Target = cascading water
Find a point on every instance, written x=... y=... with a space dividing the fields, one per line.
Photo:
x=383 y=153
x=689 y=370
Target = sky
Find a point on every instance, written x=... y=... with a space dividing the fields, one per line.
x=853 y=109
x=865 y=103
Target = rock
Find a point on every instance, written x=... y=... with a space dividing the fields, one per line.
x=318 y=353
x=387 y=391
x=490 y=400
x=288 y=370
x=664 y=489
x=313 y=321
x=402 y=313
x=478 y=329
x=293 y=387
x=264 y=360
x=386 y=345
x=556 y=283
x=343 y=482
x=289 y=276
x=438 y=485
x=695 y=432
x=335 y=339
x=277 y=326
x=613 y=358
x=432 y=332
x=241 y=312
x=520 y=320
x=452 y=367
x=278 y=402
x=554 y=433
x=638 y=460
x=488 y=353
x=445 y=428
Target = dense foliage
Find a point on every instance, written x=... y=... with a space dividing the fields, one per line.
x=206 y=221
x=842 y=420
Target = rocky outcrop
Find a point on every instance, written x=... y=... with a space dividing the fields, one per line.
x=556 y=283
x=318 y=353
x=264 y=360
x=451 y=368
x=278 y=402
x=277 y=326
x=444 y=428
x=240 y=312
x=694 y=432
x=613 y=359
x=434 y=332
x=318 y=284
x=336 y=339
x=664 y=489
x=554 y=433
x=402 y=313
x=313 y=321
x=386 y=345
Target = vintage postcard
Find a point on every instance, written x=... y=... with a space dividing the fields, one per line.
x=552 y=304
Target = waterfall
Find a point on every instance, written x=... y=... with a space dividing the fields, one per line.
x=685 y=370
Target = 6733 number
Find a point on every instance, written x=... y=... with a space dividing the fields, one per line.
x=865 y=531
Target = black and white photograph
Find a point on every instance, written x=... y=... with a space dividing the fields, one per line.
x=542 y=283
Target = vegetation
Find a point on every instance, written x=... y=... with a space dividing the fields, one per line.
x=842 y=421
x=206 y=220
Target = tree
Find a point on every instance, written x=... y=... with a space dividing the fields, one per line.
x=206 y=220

-*-*-

Rewrite the lines above as a numbered list, starting at the line with "Target = rocky outcrop" and continuing through the line with "x=552 y=304", that line included. Leave out any blank lines.

*Answer to the task:*
1. Target = rocky outcrop
2. Find a point on every instance, written x=... y=... with a space dividing the fields, one per line.
3. x=556 y=283
4. x=318 y=353
5. x=264 y=360
6. x=451 y=368
7. x=278 y=402
8. x=277 y=326
9. x=444 y=428
10. x=240 y=312
11. x=694 y=432
12. x=613 y=359
13. x=434 y=332
14. x=318 y=284
15. x=336 y=339
16. x=664 y=489
17. x=554 y=433
18. x=402 y=313
19. x=313 y=321
20. x=386 y=345
21. Target = vintage postcard
22. Find a point on every instance, written x=... y=... with a space dividing the fields, one per line.
23. x=552 y=304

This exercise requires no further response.